Below are some records. Return exactly the lines from the one with "point: the shower head, a" to the one with "point: the cabinet", and nothing else.

Data for review: Begin

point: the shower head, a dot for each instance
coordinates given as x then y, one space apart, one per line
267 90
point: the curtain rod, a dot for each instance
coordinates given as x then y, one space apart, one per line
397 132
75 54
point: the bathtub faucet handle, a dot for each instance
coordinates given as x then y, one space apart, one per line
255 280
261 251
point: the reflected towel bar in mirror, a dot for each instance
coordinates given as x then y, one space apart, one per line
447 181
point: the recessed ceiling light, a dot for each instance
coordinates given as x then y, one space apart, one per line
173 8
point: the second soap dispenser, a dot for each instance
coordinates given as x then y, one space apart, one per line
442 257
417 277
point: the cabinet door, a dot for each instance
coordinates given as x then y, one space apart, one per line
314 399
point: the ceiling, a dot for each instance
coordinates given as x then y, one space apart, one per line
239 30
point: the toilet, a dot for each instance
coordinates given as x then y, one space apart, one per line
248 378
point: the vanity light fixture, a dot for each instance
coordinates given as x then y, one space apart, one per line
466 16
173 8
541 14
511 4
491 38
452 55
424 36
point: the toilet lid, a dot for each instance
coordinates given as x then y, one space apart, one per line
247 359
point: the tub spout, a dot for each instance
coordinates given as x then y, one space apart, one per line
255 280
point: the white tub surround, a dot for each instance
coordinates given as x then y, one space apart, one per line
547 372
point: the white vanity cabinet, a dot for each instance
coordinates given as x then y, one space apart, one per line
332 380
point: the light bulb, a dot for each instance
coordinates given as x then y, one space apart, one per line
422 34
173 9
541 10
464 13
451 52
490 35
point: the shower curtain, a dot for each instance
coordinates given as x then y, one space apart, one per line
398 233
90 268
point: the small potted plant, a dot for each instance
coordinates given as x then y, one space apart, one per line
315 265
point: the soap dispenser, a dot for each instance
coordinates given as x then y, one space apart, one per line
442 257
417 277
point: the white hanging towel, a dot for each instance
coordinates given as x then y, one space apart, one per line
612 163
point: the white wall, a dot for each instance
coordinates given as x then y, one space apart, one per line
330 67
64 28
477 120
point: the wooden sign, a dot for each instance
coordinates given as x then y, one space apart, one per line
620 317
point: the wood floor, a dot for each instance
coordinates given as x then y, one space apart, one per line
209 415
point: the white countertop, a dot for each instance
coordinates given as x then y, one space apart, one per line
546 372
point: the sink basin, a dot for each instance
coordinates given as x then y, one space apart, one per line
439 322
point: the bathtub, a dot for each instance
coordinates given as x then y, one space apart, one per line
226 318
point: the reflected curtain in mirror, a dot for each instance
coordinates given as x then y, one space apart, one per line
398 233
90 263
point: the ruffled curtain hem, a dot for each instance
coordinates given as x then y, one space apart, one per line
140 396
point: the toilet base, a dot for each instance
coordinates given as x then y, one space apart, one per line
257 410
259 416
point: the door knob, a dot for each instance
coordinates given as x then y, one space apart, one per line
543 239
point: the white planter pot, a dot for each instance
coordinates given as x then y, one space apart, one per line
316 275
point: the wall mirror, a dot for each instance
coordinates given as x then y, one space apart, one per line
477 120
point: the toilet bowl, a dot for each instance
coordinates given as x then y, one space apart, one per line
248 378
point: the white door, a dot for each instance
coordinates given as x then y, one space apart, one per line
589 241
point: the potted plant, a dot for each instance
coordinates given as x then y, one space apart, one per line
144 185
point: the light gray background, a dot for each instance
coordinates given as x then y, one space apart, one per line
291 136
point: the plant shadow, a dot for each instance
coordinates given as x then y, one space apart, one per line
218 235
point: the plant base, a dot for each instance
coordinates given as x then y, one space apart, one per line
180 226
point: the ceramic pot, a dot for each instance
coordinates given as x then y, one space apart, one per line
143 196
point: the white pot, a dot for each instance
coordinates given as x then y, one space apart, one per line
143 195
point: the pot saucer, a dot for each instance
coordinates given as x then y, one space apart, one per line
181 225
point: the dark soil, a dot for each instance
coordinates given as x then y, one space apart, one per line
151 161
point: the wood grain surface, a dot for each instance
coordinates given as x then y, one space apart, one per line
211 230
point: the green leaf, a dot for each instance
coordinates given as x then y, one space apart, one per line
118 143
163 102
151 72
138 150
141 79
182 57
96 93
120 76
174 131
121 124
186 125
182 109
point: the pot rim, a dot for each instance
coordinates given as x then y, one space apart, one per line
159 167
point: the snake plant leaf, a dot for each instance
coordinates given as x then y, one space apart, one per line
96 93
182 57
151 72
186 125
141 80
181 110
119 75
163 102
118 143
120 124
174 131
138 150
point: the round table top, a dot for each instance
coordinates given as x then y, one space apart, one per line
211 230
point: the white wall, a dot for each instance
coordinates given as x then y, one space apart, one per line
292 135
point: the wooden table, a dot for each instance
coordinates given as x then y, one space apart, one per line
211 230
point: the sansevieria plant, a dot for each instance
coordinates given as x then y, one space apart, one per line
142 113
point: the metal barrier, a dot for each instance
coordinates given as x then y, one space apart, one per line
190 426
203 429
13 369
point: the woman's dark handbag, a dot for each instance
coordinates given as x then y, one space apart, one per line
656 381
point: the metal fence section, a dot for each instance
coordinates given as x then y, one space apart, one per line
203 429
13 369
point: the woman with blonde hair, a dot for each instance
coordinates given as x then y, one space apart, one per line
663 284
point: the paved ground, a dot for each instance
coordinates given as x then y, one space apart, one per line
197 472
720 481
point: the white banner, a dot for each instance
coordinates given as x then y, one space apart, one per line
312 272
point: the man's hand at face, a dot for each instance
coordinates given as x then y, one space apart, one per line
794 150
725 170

Data for review: End
Data for review: Begin

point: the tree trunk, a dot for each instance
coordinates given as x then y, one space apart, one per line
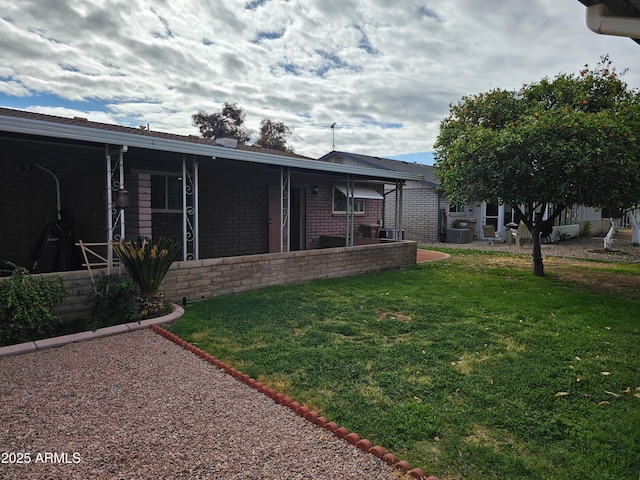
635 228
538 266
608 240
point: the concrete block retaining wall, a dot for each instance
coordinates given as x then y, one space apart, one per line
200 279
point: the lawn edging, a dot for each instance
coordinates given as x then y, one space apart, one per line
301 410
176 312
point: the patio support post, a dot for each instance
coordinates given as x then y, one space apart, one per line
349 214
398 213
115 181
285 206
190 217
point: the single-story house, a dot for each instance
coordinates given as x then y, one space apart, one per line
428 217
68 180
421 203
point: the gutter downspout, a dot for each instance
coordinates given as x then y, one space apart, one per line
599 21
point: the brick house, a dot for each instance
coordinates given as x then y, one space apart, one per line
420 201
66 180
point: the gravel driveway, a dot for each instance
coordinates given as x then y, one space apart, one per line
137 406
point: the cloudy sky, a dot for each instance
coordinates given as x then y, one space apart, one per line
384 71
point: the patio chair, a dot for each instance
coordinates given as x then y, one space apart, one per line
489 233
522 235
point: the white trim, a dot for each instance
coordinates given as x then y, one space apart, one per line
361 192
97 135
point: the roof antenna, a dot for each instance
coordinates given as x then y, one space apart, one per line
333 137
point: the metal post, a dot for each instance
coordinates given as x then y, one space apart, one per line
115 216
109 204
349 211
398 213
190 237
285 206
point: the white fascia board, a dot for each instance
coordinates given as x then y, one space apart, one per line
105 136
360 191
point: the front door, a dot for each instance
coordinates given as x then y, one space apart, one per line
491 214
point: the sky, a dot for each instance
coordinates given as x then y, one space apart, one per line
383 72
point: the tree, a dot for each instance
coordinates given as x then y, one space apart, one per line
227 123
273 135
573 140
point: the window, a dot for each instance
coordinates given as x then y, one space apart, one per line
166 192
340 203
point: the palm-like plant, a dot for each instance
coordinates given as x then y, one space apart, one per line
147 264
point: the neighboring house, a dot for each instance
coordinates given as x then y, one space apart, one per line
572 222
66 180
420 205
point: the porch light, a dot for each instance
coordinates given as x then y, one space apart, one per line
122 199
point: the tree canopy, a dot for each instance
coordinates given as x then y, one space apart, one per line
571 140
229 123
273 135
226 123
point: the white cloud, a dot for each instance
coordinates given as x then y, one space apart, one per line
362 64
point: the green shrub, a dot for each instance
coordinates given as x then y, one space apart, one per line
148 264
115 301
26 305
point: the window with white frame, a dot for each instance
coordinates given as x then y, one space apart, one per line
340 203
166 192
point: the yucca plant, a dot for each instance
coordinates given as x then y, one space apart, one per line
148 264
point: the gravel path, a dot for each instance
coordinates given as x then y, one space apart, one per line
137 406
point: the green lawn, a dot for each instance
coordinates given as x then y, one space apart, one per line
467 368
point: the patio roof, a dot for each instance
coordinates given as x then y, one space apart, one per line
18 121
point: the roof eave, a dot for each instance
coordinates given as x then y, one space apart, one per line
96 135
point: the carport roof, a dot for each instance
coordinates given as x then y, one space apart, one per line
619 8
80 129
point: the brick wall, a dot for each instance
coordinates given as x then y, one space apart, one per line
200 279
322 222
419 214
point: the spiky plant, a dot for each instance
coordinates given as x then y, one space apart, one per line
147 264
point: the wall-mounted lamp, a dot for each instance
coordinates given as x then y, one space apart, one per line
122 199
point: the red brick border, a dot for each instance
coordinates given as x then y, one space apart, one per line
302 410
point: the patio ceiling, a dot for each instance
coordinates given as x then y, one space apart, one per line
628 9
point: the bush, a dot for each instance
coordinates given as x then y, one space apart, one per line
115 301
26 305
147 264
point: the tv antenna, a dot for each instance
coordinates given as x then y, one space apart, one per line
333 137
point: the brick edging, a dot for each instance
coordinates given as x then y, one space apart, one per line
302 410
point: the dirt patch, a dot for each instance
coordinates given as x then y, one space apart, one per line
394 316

Data for review: End

▶ **Answer space**:
point: the shower head, a dot for each instance
coordinates given as x then y, one space apart, one per line
267 90
point: the curtain rod, a dot for each instance
coordinates given as x then y, one space apart, one per line
397 132
75 54
point: the bathtub faucet handle, a dot for each instance
coordinates given as x then y, one space apart, one per line
255 280
261 251
point: the reflected towel bar in mirror, a dot for each instance
coordinates given as x then y, one space apart, one per line
447 181
point: the recessed ceiling light, a dot for each instance
coordinates given as x then y, one space apart, one per line
173 8
point: the second soap dispenser, a dot for each instance
coordinates given as x then y, one space apart, one per line
442 257
417 277
point: the cabinet door, a dot for each instance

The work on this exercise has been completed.